▶ [SET TASKS]:
• A. Write out the part of the dog training forum thread between "## Princess Dollie" and "of some sort.", inclusive.
• B. Decide whether each statement agrees with the dog training forum thread. Answer yes or no for each one and quote the words from the thread that settle it.
(i) A local clicker-trained poodle holds a UD and a JH.
(ii) In agility, a dog must have all its paws on the contact area to pass.
(iii) The journal study's data came from watching owners' training techniques and results.
• C. In the dog training forum thread, what organization is the journal study's writer said to be affiliated with?

▶ [TEXT SEGMENT]:
OF COURSE you can title dogs with positive-only methods. I know a local clicker-trained poodle with a UD and a JH. But this person's dogs have a reputation for being inconsistent in field trials. This trainer and others have also been quick to say that it will take *longer* to train a dog using positive-only methods, so I am a bit puzzled by the faster claim. 

There is also a *huge* amount of territory between positive-only and the other end of the continuum--it's not as if this is an argument between clicker trainers and people who beat their dogs (although it can sometimes sound that way). Every obedience trainer I know uses huge amounts of praise/treats/play, especially when *teaching* an exercise.


----------



## cbrand (Aug 9, 2009)

JE-UK said:


> I take a similar approach with my horse ... her preference would be to sit in a field and graze, so if I'm going to drag her to a dressage show, I have an obligation to make the experience as positive as possible.


So do you not use a whip or spurs when you ride? At what level do you show? What are your scores? 





> Not sure anyone has done a statistical analysis and counts on titled dogs in obedience and how they are trained, but there is a lot of momentum in the UK.


Exactly. To my knowledge there has not been a comprehensive study done on competition dogs. The funny thing is that competition people want to win. I would think that if positive only methods worked BETTER then everyone would be jumping on that band wagon.




> Agility is a newer sport, and is dominated by positive trainers. Trudi Swann is competing a lot of dogs and trains with positive methods.


Agility lends itself well to positive only training. Understand though that in agility, you get to issue commands over and over and over again and that there is a huge range of what is passing in agility i.e you only have to have 1 toenail on the contact area to pass. You don't have to be perfect the 1st time the way you do in Obedience.



> There's a good summary journal article: Dog training methods: their use, effectiveness and interaction with behaviour and welfare, Hiby, E.F.; Rooney, N.J.; Bradshaw, J.W.S.


Read it. This study was written by someone who is affiliated with an animal rights organization called Universities Federation for Animal Welfare. The study looked at pet owners and the training they did at home on basic house manners. Data was collected by interviewing owners out walking their dogs, not by observing their training techniques and the results.



> I don't argue that punishment & aversive methods work. Of course they work. I used them on a number of dogs. They've worked for decades, if not centuries. But I don't think they work BEST.I am a hypocrite though, fully admit it. I am glad that the science backs up positive methods, I'm glad more and more people are training this way, but I like training this way because it's _nicer _:smile:.




I support you in your choice of training methods, however, I think you need to walk a mile in those shoes. Go out and train and show in Obedience using only positive methods and then see what your results are.


----------



## Fluffyspoos (Aug 11, 2009)

I balance my training with negative and positive, it works for my dogs, though the training should be what's best for the dog itself.


----------



## Princess Dollie (Jan 15, 2011)

cbrand said:


> I do not personally know any competitors showing at the top levels of Obedience and Hunting, where an exact retrieve really matters, who do not use a forced retrieve of some sort.


cbrand, what are the other force methods available for retrieve?


----------



## cbrand (Aug 9, 2009)

Princess Dollie said:


> cbrand, what are the other force methods available for retrieve?


I don't really know.

Well I know that the hunting folks use E-collars pretty extensively, but this may be for directional or distance control.

▶ [DATASET CONTENT]:
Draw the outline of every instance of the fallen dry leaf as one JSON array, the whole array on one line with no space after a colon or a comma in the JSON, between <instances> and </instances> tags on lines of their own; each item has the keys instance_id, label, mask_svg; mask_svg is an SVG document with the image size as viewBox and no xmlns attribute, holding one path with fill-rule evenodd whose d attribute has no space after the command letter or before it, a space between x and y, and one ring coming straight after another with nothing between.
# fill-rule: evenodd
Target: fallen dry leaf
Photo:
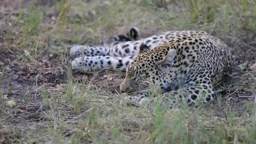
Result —
<instances>
[{"instance_id":1,"label":"fallen dry leaf","mask_svg":"<svg viewBox=\"0 0 256 144\"><path fill-rule=\"evenodd\" d=\"M16 104L16 102L15 102L15 101L13 100L7 101L5 104L11 107L13 107Z\"/></svg>"}]
</instances>

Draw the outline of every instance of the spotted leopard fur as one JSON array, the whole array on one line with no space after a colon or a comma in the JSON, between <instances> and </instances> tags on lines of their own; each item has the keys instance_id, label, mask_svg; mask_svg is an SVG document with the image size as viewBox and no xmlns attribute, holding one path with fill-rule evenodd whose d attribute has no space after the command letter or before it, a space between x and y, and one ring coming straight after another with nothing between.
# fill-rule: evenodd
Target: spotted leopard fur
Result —
<instances>
[{"instance_id":1,"label":"spotted leopard fur","mask_svg":"<svg viewBox=\"0 0 256 144\"><path fill-rule=\"evenodd\" d=\"M169 109L178 101L198 105L213 100L213 84L230 72L231 52L218 38L198 34L176 33L152 50L141 44L120 85L122 92L131 95L126 99L139 105L148 101L153 86Z\"/></svg>"},{"instance_id":2,"label":"spotted leopard fur","mask_svg":"<svg viewBox=\"0 0 256 144\"><path fill-rule=\"evenodd\" d=\"M208 102L215 98L213 83L230 72L230 49L204 31L168 31L140 40L118 40L72 48L72 66L84 72L109 67L126 69L120 89L130 95L127 100L139 105L149 100L152 86L162 93L161 104L168 101L169 108L178 101Z\"/></svg>"},{"instance_id":3,"label":"spotted leopard fur","mask_svg":"<svg viewBox=\"0 0 256 144\"><path fill-rule=\"evenodd\" d=\"M70 55L75 59L72 61L73 69L81 72L91 71L95 69L112 67L113 69L125 69L137 54L137 48L139 46L138 39L139 33L138 29L133 27L128 33L112 39L112 43L104 43L96 45L75 45L70 49ZM170 38L177 38L177 35L194 35L203 36L208 34L203 31L174 31L159 34L140 40L149 49L153 49ZM132 35L131 38L127 35Z\"/></svg>"}]
</instances>

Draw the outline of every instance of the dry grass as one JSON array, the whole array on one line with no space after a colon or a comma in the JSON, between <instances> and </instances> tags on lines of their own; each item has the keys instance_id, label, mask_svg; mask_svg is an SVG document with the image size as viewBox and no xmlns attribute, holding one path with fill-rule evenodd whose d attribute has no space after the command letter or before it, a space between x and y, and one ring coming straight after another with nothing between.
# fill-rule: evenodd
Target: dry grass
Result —
<instances>
[{"instance_id":1,"label":"dry grass","mask_svg":"<svg viewBox=\"0 0 256 144\"><path fill-rule=\"evenodd\" d=\"M256 1L169 0L165 9L153 1L4 0L0 142L253 143ZM197 108L135 108L120 103L123 73L72 73L72 44L97 43L133 26L142 37L200 29L221 38L235 57L234 72L219 85L224 91ZM5 104L11 100L15 106Z\"/></svg>"}]
</instances>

▶ [RESPONSES PER TASK]:
• A.
## Princess Dollie (Jan 15, 2011)

cbrand said:


> I do not personally know any competitors showing at the top levels of Obedience and Hunting, where an exact retrieve really matters, who do not use a forced retrieve of some sort.

• B.
(i) Yes: "I know a local clicker-trained poodle with a UD and a JH."
(ii) No: "you only have to have 1 toenail on the contact area to pass."
(iii) No: "Data was collected by interviewing owners out walking their dogs, not by observing their training techniques and the results."

• C. Universities Federation for Animal Welfare.